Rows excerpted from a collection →
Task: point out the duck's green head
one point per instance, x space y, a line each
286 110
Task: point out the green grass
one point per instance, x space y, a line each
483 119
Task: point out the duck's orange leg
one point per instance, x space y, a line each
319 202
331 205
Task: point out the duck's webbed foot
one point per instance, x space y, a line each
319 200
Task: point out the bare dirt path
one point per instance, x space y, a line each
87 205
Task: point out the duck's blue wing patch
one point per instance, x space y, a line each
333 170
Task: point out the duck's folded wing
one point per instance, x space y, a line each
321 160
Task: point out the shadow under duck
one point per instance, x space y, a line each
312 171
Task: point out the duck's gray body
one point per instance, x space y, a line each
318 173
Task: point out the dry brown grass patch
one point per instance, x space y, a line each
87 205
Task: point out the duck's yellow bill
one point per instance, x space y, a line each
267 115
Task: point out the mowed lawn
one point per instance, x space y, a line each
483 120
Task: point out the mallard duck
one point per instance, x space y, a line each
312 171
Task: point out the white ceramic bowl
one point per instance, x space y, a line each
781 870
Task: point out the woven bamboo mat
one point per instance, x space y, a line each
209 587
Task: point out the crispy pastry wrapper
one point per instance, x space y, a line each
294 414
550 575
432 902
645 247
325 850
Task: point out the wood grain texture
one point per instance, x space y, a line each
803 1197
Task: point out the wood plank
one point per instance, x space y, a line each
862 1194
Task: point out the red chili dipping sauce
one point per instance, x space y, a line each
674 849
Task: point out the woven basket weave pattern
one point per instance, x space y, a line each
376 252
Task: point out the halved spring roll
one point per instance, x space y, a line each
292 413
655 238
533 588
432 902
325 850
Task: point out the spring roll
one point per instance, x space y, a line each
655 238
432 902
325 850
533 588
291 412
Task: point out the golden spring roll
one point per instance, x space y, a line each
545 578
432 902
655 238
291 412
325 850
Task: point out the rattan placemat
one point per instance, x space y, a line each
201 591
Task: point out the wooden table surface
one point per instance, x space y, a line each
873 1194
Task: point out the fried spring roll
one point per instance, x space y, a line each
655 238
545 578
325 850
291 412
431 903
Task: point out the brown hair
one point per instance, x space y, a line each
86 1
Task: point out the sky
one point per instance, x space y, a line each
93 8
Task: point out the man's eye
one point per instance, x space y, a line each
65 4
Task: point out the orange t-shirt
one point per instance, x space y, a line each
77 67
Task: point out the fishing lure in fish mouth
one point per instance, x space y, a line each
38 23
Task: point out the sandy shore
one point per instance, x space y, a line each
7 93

The request → Rewrite all the rows above as a Markdown table with two columns, No. and Line, giving each line its own number and skipping any blank lines.

Correct output →
| No. | Line |
|---|---|
| 1 | Task: point out the duck's green head |
| 2 | one point per instance, x space y, a line each |
| 3 | 286 110 |
| 4 | Task: point out the green grass |
| 5 | one point per instance, x space y, a line each |
| 6 | 483 119 |
| 7 | Task: point out the duck's orange leg |
| 8 | one point per instance, x space y, a line each |
| 9 | 319 202 |
| 10 | 331 205 |
| 11 | Task: point out the duck's webbed foot |
| 12 | one point per instance, x space y, a line each |
| 13 | 319 200 |
| 14 | Task: point out the bare dirt path |
| 15 | one point per instance, x space y, a line each |
| 16 | 87 205 |
| 17 | Task: point out the duck's blue wing patch |
| 18 | one point per instance, x space y, a line each |
| 19 | 333 170 |
| 20 | Task: point out the duck's folded wing |
| 21 | one point per instance, x space y, a line each |
| 22 | 321 160 |
| 23 | Task: point out the shadow under duck |
| 24 | one point per instance, x space y, a line each |
| 25 | 312 171 |
| 26 | Task: point out the duck's gray body |
| 27 | one point per instance, x space y, a line each |
| 28 | 318 173 |
| 29 | Task: point out the dry brown grass patch |
| 30 | one point per instance, x space y, a line each |
| 31 | 87 205 |
| 32 | Task: point out the duck's yellow bill |
| 33 | one point per instance, x space y, a line each |
| 34 | 267 115 |
| 35 | Task: point out the mowed lawn |
| 36 | one point per instance, x space y, a line each |
| 37 | 483 120 |
| 38 | Task: point out the mallard duck |
| 39 | one point per instance, x space y, a line each |
| 40 | 312 171 |
| 41 | Task: point out the white ceramic bowl |
| 42 | one point per instance, x space y, a line each |
| 43 | 781 870 |
| 44 | Task: point out the woven bamboo mat |
| 45 | one point per instance, x space y, a line each |
| 46 | 209 587 |
| 47 | Task: point out the crispy pastry wrapper |
| 48 | one point per instance, x space y, a line each |
| 49 | 294 414 |
| 50 | 550 575 |
| 51 | 432 902 |
| 52 | 645 247 |
| 53 | 325 850 |
| 54 | Task: point out the wood grain texture |
| 55 | one point per instance, x space y, a line each |
| 56 | 803 1197 |
| 57 | Task: point out the wood plank |
| 58 | one point per instance, x space y, a line each |
| 59 | 862 1194 |
| 60 | Task: point out the red chili dipping sauce |
| 61 | one point per instance, x space y, a line each |
| 62 | 674 849 |
| 63 | Task: point out the woven basket weave pattern |
| 64 | one point per instance, x space y, a line each |
| 65 | 376 252 |
| 66 | Task: point out the halved spring roll |
| 67 | one point per instance, x space y, a line each |
| 68 | 292 413 |
| 69 | 655 238 |
| 70 | 533 588 |
| 71 | 432 902 |
| 72 | 325 850 |
| 73 | Task: point out the spring roll |
| 74 | one point per instance, x space y, a line each |
| 75 | 655 238 |
| 76 | 432 902 |
| 77 | 325 850 |
| 78 | 533 588 |
| 79 | 291 412 |
| 80 | Task: point out the golden spring roll |
| 81 | one point per instance, x space y, a line each |
| 82 | 545 578 |
| 83 | 432 902 |
| 84 | 655 238 |
| 85 | 291 412 |
| 86 | 325 850 |
| 87 | Task: point out the rattan placemat |
| 88 | one point per instance, x space y, a line each |
| 89 | 201 591 |
| 90 | Task: point out the wooden table surface |
| 91 | one point per instance, x space y, a line each |
| 92 | 873 1194 |
| 93 | Task: point out the fried spring roll |
| 94 | one point per instance, x space y, a line each |
| 95 | 655 238 |
| 96 | 545 578 |
| 97 | 325 850 |
| 98 | 291 412 |
| 99 | 431 903 |
| 100 | Task: point out the brown hair |
| 101 | one point per instance, x space y, a line each |
| 102 | 86 1 |
| 103 | Task: point out the sky |
| 104 | one point per instance, x space y, a line each |
| 105 | 93 8 |
| 106 | Task: point out the man's eye |
| 107 | one point per instance, x space y, a line each |
| 108 | 65 4 |
| 109 | Task: point out the orange t-shirt |
| 110 | one point per instance, x space y, a line each |
| 111 | 77 67 |
| 112 | Task: point out the fishing lure in fish mouth |
| 113 | one point per instance, x space y, a line each |
| 114 | 38 23 |
| 115 | Task: point out the sandy shore |
| 116 | one point per instance, x space y, a line each |
| 117 | 7 93 |